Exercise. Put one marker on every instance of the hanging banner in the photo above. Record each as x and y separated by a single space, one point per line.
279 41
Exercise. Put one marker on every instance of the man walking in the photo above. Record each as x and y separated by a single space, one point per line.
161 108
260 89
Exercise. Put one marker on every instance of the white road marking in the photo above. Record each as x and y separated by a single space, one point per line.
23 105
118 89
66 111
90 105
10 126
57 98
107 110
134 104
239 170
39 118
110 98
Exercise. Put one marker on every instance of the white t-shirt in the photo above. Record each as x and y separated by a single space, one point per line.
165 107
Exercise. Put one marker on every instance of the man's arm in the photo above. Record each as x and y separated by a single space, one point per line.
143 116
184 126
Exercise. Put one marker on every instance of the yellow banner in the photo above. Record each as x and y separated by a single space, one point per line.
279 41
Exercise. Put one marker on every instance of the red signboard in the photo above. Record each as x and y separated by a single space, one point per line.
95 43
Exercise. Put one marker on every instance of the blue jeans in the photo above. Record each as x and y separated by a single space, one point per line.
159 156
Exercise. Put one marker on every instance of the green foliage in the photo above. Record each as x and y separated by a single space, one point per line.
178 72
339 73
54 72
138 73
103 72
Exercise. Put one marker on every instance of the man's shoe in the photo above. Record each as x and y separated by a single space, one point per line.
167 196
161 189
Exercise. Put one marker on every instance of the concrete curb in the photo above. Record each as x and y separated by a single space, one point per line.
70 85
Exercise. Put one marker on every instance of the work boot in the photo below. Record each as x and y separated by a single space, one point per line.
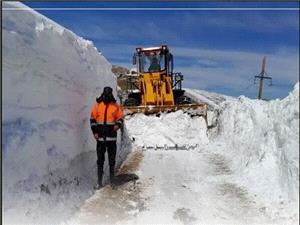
98 186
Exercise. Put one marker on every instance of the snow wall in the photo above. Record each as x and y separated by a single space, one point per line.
51 78
262 141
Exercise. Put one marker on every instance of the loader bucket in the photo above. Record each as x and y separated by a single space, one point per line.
192 109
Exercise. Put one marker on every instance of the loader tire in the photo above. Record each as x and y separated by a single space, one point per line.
131 102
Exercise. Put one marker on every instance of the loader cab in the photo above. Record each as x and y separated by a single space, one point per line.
153 60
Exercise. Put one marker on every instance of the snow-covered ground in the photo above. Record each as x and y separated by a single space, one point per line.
50 78
246 173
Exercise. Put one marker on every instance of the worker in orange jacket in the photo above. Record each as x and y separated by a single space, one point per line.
106 119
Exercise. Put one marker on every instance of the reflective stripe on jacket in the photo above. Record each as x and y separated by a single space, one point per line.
104 117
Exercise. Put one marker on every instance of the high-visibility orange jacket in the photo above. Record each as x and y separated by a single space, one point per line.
103 119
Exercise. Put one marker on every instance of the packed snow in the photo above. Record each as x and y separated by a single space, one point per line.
168 129
50 78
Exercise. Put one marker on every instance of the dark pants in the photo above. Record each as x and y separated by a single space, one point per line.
111 148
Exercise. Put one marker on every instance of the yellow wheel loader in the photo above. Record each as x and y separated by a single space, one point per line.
154 87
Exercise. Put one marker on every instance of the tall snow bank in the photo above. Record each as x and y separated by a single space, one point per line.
262 140
50 80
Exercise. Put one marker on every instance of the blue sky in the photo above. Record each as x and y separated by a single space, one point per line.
216 50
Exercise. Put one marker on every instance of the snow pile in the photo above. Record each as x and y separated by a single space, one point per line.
213 100
262 140
50 79
168 129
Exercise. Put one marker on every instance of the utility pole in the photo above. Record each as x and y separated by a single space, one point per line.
261 77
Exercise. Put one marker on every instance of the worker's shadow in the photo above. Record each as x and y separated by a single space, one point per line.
124 178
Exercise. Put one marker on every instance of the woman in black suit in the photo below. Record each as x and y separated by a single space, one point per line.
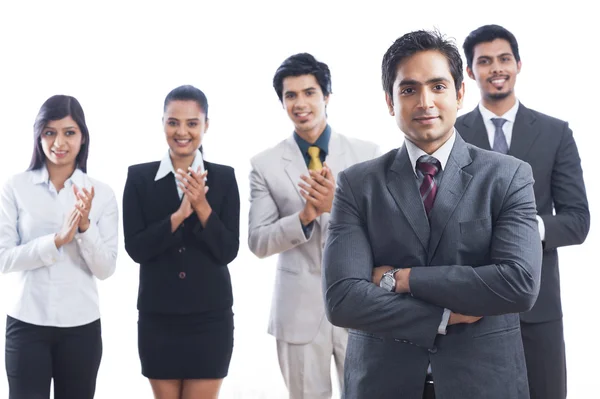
183 235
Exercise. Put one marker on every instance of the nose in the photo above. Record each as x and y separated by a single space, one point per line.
426 99
496 67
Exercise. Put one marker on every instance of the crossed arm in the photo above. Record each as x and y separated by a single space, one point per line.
509 284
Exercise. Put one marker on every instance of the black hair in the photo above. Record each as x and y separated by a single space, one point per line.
302 64
56 108
489 33
412 43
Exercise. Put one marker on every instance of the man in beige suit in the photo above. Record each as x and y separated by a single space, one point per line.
292 187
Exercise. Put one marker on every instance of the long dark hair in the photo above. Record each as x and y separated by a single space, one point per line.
188 93
56 108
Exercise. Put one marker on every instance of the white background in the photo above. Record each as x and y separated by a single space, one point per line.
121 58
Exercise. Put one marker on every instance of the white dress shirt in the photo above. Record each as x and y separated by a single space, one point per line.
55 287
442 154
507 128
166 167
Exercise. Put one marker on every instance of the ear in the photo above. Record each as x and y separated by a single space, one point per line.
470 73
390 103
460 95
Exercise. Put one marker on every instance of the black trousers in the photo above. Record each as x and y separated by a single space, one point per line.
37 354
544 347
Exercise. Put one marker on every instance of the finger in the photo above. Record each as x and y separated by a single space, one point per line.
315 187
311 191
308 198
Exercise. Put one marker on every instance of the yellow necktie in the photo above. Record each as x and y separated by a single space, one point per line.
315 160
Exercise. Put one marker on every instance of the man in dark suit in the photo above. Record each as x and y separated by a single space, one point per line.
451 228
501 123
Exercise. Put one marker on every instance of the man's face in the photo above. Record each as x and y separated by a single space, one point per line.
495 69
425 101
305 104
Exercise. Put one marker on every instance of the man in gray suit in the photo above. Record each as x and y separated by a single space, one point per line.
500 122
292 187
453 230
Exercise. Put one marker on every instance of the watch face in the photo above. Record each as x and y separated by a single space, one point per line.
388 282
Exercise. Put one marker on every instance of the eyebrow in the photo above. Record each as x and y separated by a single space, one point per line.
412 82
175 119
500 55
307 89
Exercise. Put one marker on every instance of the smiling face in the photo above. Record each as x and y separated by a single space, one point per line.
61 141
425 101
306 105
495 70
185 124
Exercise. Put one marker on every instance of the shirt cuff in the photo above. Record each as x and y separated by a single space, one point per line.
307 229
47 250
444 323
541 227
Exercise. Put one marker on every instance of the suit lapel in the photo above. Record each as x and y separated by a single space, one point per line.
166 191
524 133
401 183
336 162
452 187
474 131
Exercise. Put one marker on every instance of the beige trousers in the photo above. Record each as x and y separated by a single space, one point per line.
306 368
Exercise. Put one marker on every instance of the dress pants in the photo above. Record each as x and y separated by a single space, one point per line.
306 368
544 347
37 354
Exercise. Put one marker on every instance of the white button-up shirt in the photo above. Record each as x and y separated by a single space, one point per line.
55 287
166 167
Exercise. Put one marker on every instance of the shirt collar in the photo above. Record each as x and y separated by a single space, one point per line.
41 176
166 165
322 142
510 115
442 154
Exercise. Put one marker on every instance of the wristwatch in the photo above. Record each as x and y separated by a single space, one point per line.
388 282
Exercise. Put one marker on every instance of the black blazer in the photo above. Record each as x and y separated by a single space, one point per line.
185 271
547 144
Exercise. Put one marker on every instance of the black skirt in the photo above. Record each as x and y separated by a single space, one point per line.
190 346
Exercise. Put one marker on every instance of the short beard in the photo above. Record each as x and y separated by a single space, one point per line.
498 96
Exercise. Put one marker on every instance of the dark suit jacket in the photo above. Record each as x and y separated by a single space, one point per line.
202 254
478 254
547 144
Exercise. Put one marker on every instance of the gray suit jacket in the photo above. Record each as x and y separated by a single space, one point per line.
274 228
479 254
547 145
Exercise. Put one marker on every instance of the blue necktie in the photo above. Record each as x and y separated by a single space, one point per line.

Aim of the exercise =>
From the line holding "Exercise. Put one marker on every instance of the short" to the end of the listing, copy every line exactly, both ends included, and add nothing.

Solution =>
Exercise. Put one marker on every instance of the short beard in the photo above. Record each as x and y separated by a single space, one point per line.
498 96
Exercise. Put one marker on every instance of the dark suit jacket in the photo above. Record each as x and y separated by a single space, one point per line.
202 254
478 254
547 144
Exercise. Put one marker on every instance of the gray suit jacket in the photo above. Record each as x and y separated by a single space, one point per line.
274 228
479 254
547 145
Exercise. Put one marker on every instance of the blue necktie in the photo above. Record each as x and y separated by a single space, one point per line.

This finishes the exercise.